--- What you are asked to do ---
Copy out every line of the records below word for word, leaving the pictures out of your answer.

--- Dataset content ---
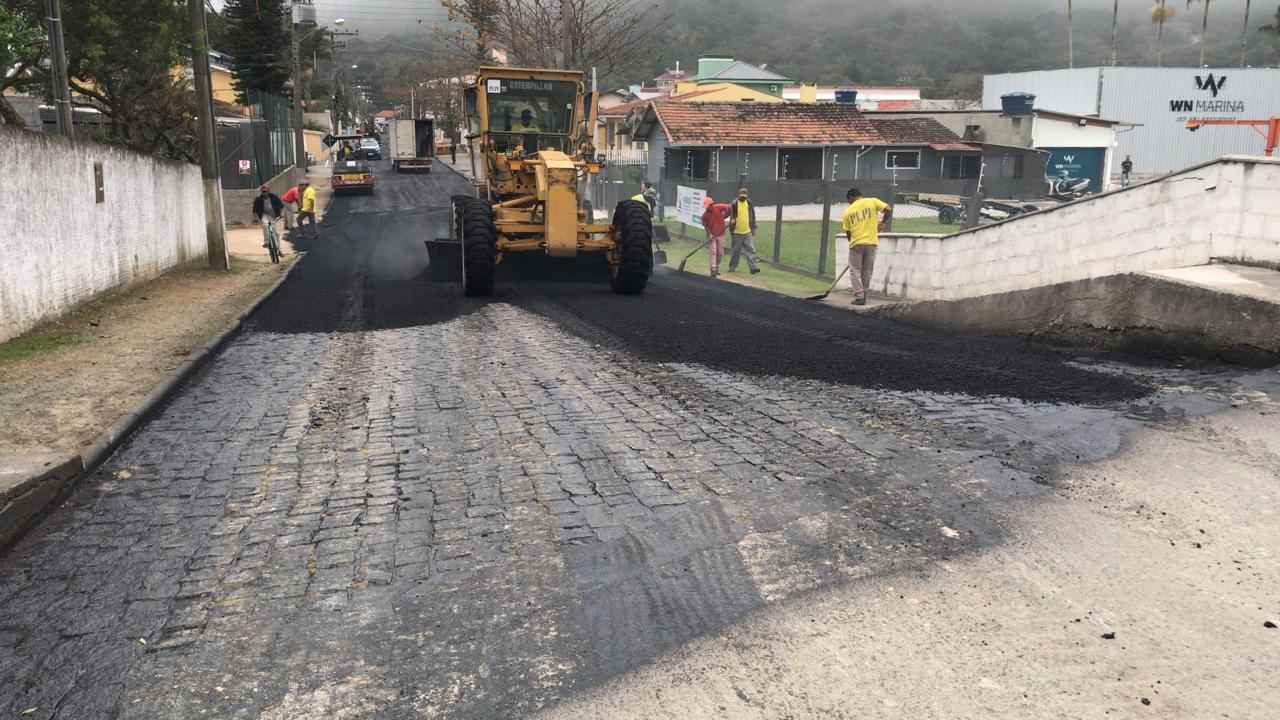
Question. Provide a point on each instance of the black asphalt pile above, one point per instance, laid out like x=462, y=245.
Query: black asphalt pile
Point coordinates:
x=690, y=319
x=369, y=267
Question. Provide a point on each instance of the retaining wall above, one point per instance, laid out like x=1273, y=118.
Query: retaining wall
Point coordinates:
x=59, y=245
x=1225, y=209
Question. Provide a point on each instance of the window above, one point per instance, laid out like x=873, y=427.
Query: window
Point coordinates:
x=963, y=167
x=903, y=159
x=698, y=164
x=800, y=164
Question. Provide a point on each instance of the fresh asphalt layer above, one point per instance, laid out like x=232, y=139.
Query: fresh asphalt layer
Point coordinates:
x=384, y=500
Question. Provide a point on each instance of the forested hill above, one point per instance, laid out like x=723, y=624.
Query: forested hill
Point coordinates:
x=942, y=48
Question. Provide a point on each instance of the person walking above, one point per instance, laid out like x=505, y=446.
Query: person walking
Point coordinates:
x=716, y=222
x=291, y=199
x=741, y=223
x=863, y=222
x=266, y=208
x=307, y=208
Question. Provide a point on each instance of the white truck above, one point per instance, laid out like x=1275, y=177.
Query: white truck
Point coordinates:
x=412, y=144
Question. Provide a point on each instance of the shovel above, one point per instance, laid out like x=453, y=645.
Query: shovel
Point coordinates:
x=691, y=254
x=840, y=277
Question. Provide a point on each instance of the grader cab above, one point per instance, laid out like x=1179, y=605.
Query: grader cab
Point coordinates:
x=531, y=158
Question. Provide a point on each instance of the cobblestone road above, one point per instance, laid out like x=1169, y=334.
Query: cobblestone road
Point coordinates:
x=387, y=501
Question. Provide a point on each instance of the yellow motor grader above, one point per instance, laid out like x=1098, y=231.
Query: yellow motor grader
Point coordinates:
x=531, y=158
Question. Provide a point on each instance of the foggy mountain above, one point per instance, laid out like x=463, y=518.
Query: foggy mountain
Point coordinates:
x=940, y=45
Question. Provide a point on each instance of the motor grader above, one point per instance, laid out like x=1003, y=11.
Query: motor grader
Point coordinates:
x=531, y=158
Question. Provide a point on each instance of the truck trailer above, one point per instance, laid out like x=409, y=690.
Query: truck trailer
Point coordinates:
x=412, y=144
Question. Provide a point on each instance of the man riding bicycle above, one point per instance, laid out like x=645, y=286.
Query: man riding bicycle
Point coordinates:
x=266, y=208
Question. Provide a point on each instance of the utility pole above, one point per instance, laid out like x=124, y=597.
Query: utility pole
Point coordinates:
x=1070, y=37
x=214, y=229
x=300, y=139
x=58, y=59
x=1115, y=33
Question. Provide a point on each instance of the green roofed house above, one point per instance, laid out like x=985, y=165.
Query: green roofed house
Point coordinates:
x=716, y=69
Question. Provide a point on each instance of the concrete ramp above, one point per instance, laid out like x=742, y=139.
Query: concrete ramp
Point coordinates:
x=1220, y=311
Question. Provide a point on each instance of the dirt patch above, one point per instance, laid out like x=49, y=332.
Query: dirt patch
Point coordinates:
x=65, y=382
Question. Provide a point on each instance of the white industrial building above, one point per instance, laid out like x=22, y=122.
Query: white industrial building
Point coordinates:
x=1159, y=101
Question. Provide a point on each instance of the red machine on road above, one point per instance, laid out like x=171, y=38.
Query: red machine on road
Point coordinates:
x=1269, y=130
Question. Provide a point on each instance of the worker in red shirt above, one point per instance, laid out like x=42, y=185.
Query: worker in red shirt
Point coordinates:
x=716, y=222
x=291, y=197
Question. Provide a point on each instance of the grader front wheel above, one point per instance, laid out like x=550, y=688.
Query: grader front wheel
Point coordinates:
x=631, y=264
x=479, y=246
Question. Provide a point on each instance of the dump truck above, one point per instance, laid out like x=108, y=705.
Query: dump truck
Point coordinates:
x=531, y=160
x=412, y=144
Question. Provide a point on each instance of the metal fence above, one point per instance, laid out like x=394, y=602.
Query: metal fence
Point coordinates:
x=799, y=222
x=257, y=147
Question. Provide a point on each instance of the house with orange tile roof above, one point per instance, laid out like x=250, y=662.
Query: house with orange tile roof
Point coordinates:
x=755, y=141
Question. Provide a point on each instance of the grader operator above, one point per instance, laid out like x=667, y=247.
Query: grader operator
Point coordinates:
x=531, y=156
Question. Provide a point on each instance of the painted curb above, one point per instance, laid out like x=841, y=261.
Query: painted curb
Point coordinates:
x=92, y=456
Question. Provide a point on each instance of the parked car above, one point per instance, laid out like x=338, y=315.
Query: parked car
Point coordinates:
x=352, y=176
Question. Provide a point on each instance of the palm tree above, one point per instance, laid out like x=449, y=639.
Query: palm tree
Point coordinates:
x=1115, y=36
x=1160, y=14
x=1203, y=27
x=1244, y=33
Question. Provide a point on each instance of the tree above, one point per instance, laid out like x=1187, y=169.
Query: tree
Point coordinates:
x=1272, y=30
x=120, y=59
x=475, y=27
x=314, y=46
x=22, y=45
x=1244, y=33
x=1160, y=14
x=1203, y=40
x=607, y=35
x=259, y=42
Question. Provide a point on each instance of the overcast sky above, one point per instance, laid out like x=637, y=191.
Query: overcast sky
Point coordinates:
x=382, y=17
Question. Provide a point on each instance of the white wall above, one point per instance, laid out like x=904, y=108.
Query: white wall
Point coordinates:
x=1228, y=209
x=1065, y=91
x=1052, y=132
x=60, y=247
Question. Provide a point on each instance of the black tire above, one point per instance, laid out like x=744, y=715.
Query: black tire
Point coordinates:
x=634, y=231
x=479, y=247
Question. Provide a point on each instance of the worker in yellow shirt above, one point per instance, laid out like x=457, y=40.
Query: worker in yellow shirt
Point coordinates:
x=307, y=208
x=741, y=226
x=864, y=219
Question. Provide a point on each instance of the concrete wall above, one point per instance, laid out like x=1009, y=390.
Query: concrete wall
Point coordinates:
x=60, y=246
x=1226, y=209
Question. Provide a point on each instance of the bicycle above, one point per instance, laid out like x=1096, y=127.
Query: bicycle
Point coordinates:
x=273, y=240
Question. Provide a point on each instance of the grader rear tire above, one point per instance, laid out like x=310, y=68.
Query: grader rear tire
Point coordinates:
x=479, y=247
x=634, y=226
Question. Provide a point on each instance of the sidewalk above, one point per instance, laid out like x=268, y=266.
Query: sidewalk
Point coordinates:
x=68, y=384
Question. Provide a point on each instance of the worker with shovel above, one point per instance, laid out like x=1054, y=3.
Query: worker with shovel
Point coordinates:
x=863, y=222
x=716, y=222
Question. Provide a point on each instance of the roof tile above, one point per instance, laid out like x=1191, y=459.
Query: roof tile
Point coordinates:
x=746, y=123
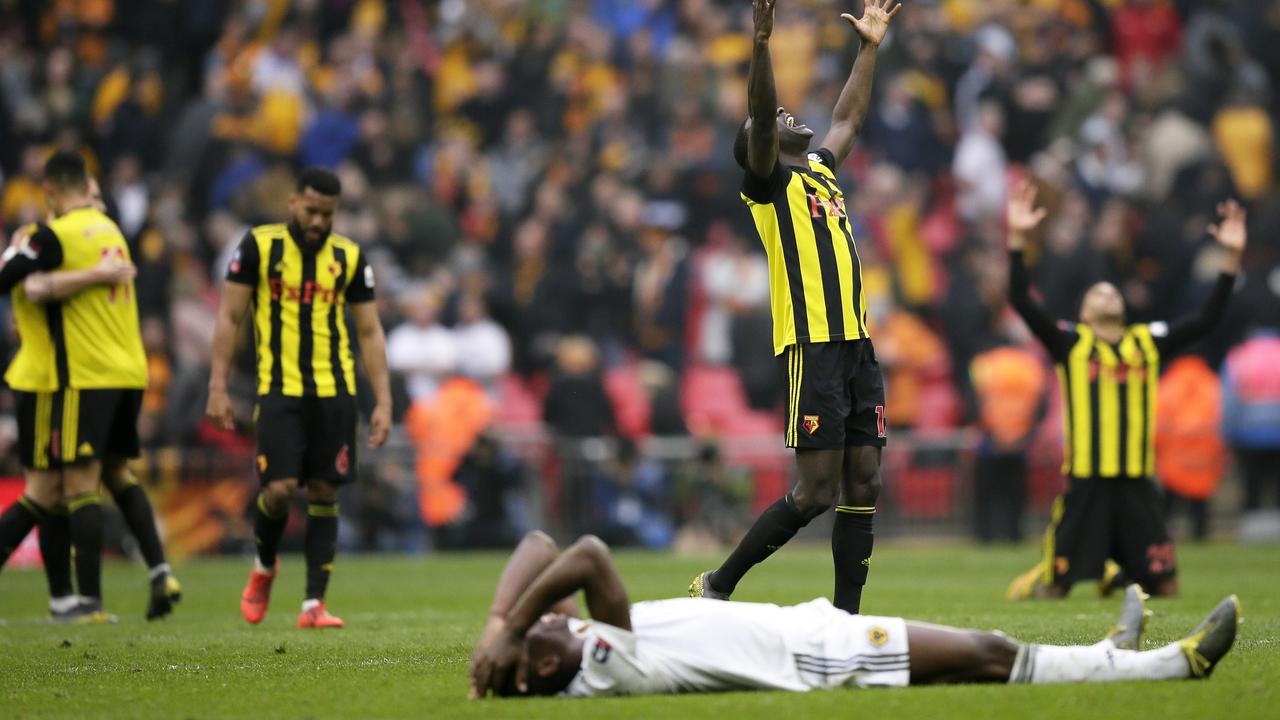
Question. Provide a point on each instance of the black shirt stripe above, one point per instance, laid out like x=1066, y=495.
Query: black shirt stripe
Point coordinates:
x=339, y=378
x=306, y=337
x=277, y=285
x=791, y=255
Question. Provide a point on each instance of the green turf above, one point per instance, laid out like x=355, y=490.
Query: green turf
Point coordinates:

--- Task result ---
Question. Provide a point on each instance of the black asphalt pile above, one point per instance, laid out like x=462, y=245.
Query: black asphalt pile
Point coordinates:
x=690, y=319
x=369, y=267
Question. Provide a point on each instance of the retaining wall above, one point per instance, laid out like x=1273, y=118.
Query: retaining wall
Point coordinates:
x=59, y=245
x=1225, y=209
Question. Provide a point on each instance of the window above, one point per instance, laid out like x=873, y=427.
Query: window
Point coordinates:
x=963, y=167
x=903, y=159
x=698, y=164
x=800, y=164
Question. Provide a point on each instance of the fresh asphalt layer above, one point per instance, laid out like x=232, y=139.
Query: fresh asphalt layer
Point coordinates:
x=384, y=500
Question. Provide a point on each instance of the forested hill above, one point per instance, laid out like x=723, y=624.
Query: forested hill
Point coordinates:
x=942, y=48
Question. Provide a point on each instance of the person walking above, one point per instance, laid out like x=505, y=446.
Query: person walking
Point coordinates:
x=716, y=222
x=291, y=199
x=741, y=223
x=863, y=222
x=266, y=208
x=307, y=208
Question. Provide a point on each instance of the white truck above, one point per instance, laid out like x=1275, y=177.
Query: white truck
Point coordinates:
x=412, y=144
Question. Provide a point on each instance of the shovel above, one point per instance, laid out like x=453, y=645.
Query: shovel
Point coordinates:
x=691, y=254
x=840, y=277
Question. Provide a point on each instance of the grader cab above, one point per instance, laid out like x=1179, y=605.
Query: grader cab
Point coordinates:
x=531, y=158
Question. Provide a point on each instance of the cobblestone road above, one point per instance, laid out like x=1169, y=334.
Query: cobblestone road
Point coordinates:
x=387, y=501
Question. Provide a point on each instance of the yellow motor grader above, one point per instance, laid out like x=1098, y=231.
Query: yellow motor grader
Point coordinates:
x=531, y=158
Question. Provide a point on each instance of the foggy mountain above, one point per instance, laid out like x=463, y=518.
Query: foggy mountain
Point coordinates:
x=940, y=45
Question. Provide a point on each instance of the motor grader above, one point per instance, laid out like x=1003, y=11.
Query: motor grader
Point coordinates:
x=531, y=158
Question. Provide a point on each instance of the truck trailer above, one point per instance, laid out like x=409, y=690.
Query: truck trailer
Point coordinates:
x=412, y=144
Question. Provide a point on each instance of the man riding bicycle above, one point per instance, laid out like x=645, y=286.
Query: man riding bicycle
Point coordinates:
x=266, y=208
Question. Provide a point on each instance of the utility pole above, one point per instance, laid out like x=124, y=597.
Query: utility pole
Point coordinates:
x=1070, y=37
x=214, y=229
x=300, y=139
x=58, y=59
x=1115, y=33
Question. Provide a point on each instance of the green roofed house above, one point per instance, laid out like x=985, y=165.
Query: green roofed house
Point coordinates:
x=716, y=69
Question. Provide a point on each instance of the concrete ramp above, one point per instance, laid out like x=742, y=139.
Query: concrete ramp
Point coordinates:
x=1220, y=311
Question. Provide a point on each instance of the dirt patch above, one point per instance, laid out like x=49, y=332.
Query: dirt patch
Point coordinates:
x=65, y=382
Question. Provide a point on each instance of the white industrial building above, one point per instance, laid out like x=22, y=122.
Query: white industrial building
Point coordinates:
x=1159, y=101
Question. Provide a point on each instance of the red machine on road above, one point per instance, laid out like x=171, y=38.
Query: red machine on road
Point coordinates:
x=1269, y=130
Question. Provide a point on each instance of the worker in red shirt above, one point per instance, laid out like x=42, y=185.
Query: worker in red shirt
Point coordinates:
x=716, y=222
x=291, y=197
Question. Provide a point on each instance of the grader front wheel above, one point per instance, laid out like x=550, y=688.
Query: grader front wheel
Point coordinates:
x=631, y=264
x=479, y=246
Question. Provide a point on each instance of the dump truck above, one point per instance, laid out like x=108, y=705.
Query: dump truck
Point coordinates:
x=531, y=160
x=412, y=144
Question. Provide a point on each instance of the metal fence above, one point per instance, laid out like x=394, y=602.
Query: metal fence
Point coordinates:
x=799, y=222
x=257, y=147
Question. Provide a point on each instance of the house with orange tile roof above, one point per instance, laid out like x=250, y=662.
Query: house with orange tile roof
Point coordinates:
x=755, y=141
Question. Provide a point on each instance of the grader operator above, one point per instance, laid out like x=667, y=247.
Query: grader operator
Point coordinates:
x=531, y=156
Question. Provide a point on each instance of the painted curb above, one point per instance, laid out like x=841, y=261.
Query: painted curb
Point coordinates:
x=92, y=456
Question. Provide a point on each instance of the parked car above, one point per instance, laid out like x=338, y=315.
Query: parked car
Point coordinates:
x=352, y=176
Question. Provide a point on each instance of the palm tree above, one point per instance, laid out like x=449, y=639.
Query: palm tree
Point coordinates:
x=1115, y=36
x=1160, y=14
x=1203, y=27
x=1244, y=33
Question. Provide a point on each instance of the tree above, one point per instance, laid out like x=1187, y=169.
Query: tree
Point coordinates:
x=1272, y=30
x=120, y=59
x=475, y=27
x=314, y=46
x=22, y=45
x=1244, y=33
x=1160, y=14
x=1203, y=40
x=607, y=35
x=259, y=42
Question. Provide a point on each instance of the overcast sky above, one point per instance, laid out like x=637, y=191.
Query: overcast sky
Point coordinates:
x=382, y=17
Question. Provide a point on each instance of the white wall above, one point per instance, laid out like x=904, y=108.
Query: white wall
Point coordinates:
x=1228, y=209
x=1065, y=91
x=1052, y=132
x=60, y=247
Question. Provide a point on each instance of the black tire above, one point per instance, laid out like x=744, y=715.
Query: black tire
Point coordinates:
x=634, y=231
x=479, y=247
Question. Provide a point on each instance of the worker in yellow shirt above, one point per instance, laid out like x=457, y=40.
Query: worker in yellow shirt
Point coordinates:
x=307, y=208
x=741, y=226
x=864, y=219
Question. Provide a point on each instance of the concrete wall above, one point per instance, laid out like x=1009, y=390.
Query: concrete wall
Point coordinates:
x=60, y=246
x=1226, y=209
Question. Provide a point on each instance of the bicycle above, one point per instance, laid out like x=1096, y=127.
Query: bicycle
Point coordinates:
x=273, y=240
Question. Provide a point on each instance of the grader rear tire above, one point per instance, laid out like x=310, y=68.
Query: grader rear tire
Point coordinates:
x=479, y=247
x=634, y=226
Question. Provide a point on each instance of the sidewalk above, one point per instance, laid out like x=268, y=266.
Query: sidewalk
Point coordinates:
x=68, y=384
Question. Provide a point on each instance of the worker with shovel above, one point per instance, laid out like x=1054, y=3.
Query: worker with shovel
Point coordinates:
x=863, y=222
x=716, y=222
Question. Provide a point on each instance of the roof tile above, one point per instance, laid out like x=1191, y=459.
Query: roof tile
Point coordinates:
x=746, y=123
Question. Provide a point on each instance of the black shirt stripe above, one point per instance, laid out like x=1066, y=495.
Query: black shirt stripe
Point coordinates:
x=339, y=378
x=306, y=337
x=277, y=285
x=791, y=255
Question. Provide a point on each instance of the green turf above, one point per instance, laid out like x=355, y=490.
Query: green turf
Point coordinates:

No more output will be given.